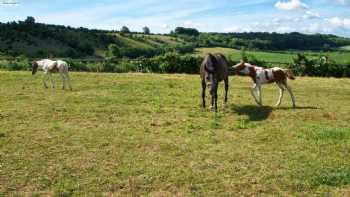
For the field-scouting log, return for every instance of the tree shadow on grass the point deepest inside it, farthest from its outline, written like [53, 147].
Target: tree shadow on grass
[296, 108]
[255, 113]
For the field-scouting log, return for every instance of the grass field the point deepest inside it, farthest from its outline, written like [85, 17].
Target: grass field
[341, 57]
[145, 134]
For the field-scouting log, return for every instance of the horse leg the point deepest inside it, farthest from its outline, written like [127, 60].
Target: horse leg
[289, 89]
[44, 80]
[68, 81]
[63, 81]
[52, 82]
[226, 89]
[281, 88]
[216, 100]
[204, 86]
[259, 94]
[253, 90]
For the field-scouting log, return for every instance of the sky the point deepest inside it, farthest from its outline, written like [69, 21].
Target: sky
[161, 16]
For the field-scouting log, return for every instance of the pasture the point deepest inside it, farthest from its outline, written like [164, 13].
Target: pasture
[285, 57]
[145, 134]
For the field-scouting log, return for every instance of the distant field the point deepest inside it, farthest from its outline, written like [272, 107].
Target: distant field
[278, 57]
[345, 48]
[145, 134]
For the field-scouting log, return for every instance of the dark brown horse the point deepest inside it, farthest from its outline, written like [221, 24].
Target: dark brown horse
[213, 70]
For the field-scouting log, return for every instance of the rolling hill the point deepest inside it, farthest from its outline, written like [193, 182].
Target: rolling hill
[43, 40]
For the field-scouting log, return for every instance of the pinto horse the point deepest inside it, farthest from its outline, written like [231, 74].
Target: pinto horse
[262, 76]
[214, 69]
[49, 67]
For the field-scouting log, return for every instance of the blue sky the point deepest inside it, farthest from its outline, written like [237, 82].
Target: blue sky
[306, 16]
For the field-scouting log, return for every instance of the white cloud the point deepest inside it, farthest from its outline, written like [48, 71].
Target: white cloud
[309, 14]
[336, 22]
[291, 5]
[343, 2]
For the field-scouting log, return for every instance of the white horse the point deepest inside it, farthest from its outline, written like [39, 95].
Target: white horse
[262, 76]
[49, 67]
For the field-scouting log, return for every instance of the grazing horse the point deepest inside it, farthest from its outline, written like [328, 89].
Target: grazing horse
[49, 67]
[262, 76]
[213, 70]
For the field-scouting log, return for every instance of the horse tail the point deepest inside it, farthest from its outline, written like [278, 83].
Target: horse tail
[289, 74]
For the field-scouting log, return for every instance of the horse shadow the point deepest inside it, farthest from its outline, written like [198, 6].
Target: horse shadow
[260, 113]
[254, 112]
[297, 107]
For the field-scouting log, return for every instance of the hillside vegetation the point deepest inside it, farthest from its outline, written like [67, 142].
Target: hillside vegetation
[145, 134]
[41, 40]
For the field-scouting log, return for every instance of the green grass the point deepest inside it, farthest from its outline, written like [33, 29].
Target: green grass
[341, 57]
[145, 134]
[347, 48]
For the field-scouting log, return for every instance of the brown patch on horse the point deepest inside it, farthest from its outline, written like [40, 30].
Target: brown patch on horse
[239, 67]
[252, 73]
[55, 68]
[278, 76]
[210, 66]
[34, 67]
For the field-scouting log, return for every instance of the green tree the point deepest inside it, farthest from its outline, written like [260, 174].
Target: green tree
[125, 29]
[30, 20]
[146, 30]
[113, 51]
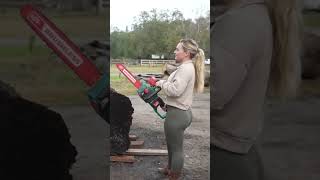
------------------------------------------------
• TO DO: Transcribe each entry exactly, pictures excluded.

• THE COMPLETED TASK:
For the field-scouting log, return for every instance of the tree shadow on grass the point deepest inside it, farthest from its outline, written like [53, 147].
Target: tree shadow on grass
[296, 108]
[255, 113]
For the field-scouting log, return for every instance of the grass field the point deepest inside it, farthest from its outline, written like [85, 17].
Target: grass field
[341, 57]
[145, 134]
For the field-scouting log, return for every instance of the horse leg the point deepest inside it, farthest from its outline, written like [127, 60].
Target: horse leg
[289, 89]
[44, 80]
[68, 81]
[63, 81]
[52, 82]
[226, 89]
[281, 88]
[216, 100]
[204, 86]
[259, 94]
[253, 90]
For the field-scouting log, return for every instance of the sky the point deepest inside it, farthest from its outline, written like [69, 21].
Target: sky
[161, 16]
For the field-scouting log, return for every instance of the pasture the point deepest inside it, farthest from its outline, written like [164, 13].
Target: pasture
[285, 57]
[145, 134]
For the field-scouting log, return for every instance of the distant field the point deepest inside it, farthest from its outline, written like [272, 107].
Target: distant field
[278, 57]
[345, 48]
[145, 134]
For the field-scouting log, return for every instance of the dark brown horse the point deepest inside it, farthest from its outline, written like [221, 24].
Target: dark brown horse
[213, 70]
For the field-scouting log, return for every instance of the rolling hill the point deepest inside it, farthest from its outline, written like [193, 182].
Target: rolling hill
[43, 40]
For the field-scouting log, return for every instance of the pinto horse the point deepest inside it, farthest from its outline, written like [231, 74].
Target: pinto horse
[262, 76]
[214, 69]
[49, 67]
For the field-scouting log, return for every instance of the blue sky the point deepest inside it, farthest from its outline, written like [237, 82].
Target: blue sky
[306, 16]
For the field-scouting log, return for every instance of the white cloud the point deepest inside it, farthest from its outline, written like [48, 71].
Target: white cloud
[309, 14]
[336, 22]
[291, 5]
[343, 2]
For the field-scouting log, return for every instance of the white horse the point deepest inside it, farthest from its outline, written like [39, 95].
Target: white horse
[262, 76]
[49, 67]
For the field-scouting log, return for every instance of the grazing horse the point deepest inside it, farthest from its outline, written like [328, 89].
Target: grazing horse
[49, 67]
[262, 76]
[213, 70]
For the field-scouting log, return for every instance of the horse tail the point deepest inside it, farthest from its outline, written like [278, 83].
Target: horse tail
[289, 74]
For the field-scouting log, return for every instance of the horse shadow the point deepest inside it, farthest from its outline, written like [198, 6].
Target: horse shadow
[260, 113]
[254, 112]
[297, 107]
For the field-scouting log, return for every instance of the hillside vegetation the point deepest inside it, farthest from its outline, written like [67, 142].
Target: hillside vegetation
[145, 134]
[41, 40]
For the field-scouting log, return for every instance of the green grass the point deepest inside it, farthest from its outline, written like [33, 29].
Target: green grass
[341, 57]
[145, 134]
[347, 48]
For the field-scouting log, return for every instance of the brown patch on horse the point deepest inside it, farthest from its outline, written like [40, 30].
Target: brown patch on horse
[239, 67]
[252, 73]
[55, 68]
[278, 76]
[210, 66]
[34, 67]
For the field-scouting log, return for every instance of the green tree the point deepest inside it, farthest from its outline, written like [260, 174].
Target: green tree
[125, 29]
[30, 20]
[146, 30]
[113, 51]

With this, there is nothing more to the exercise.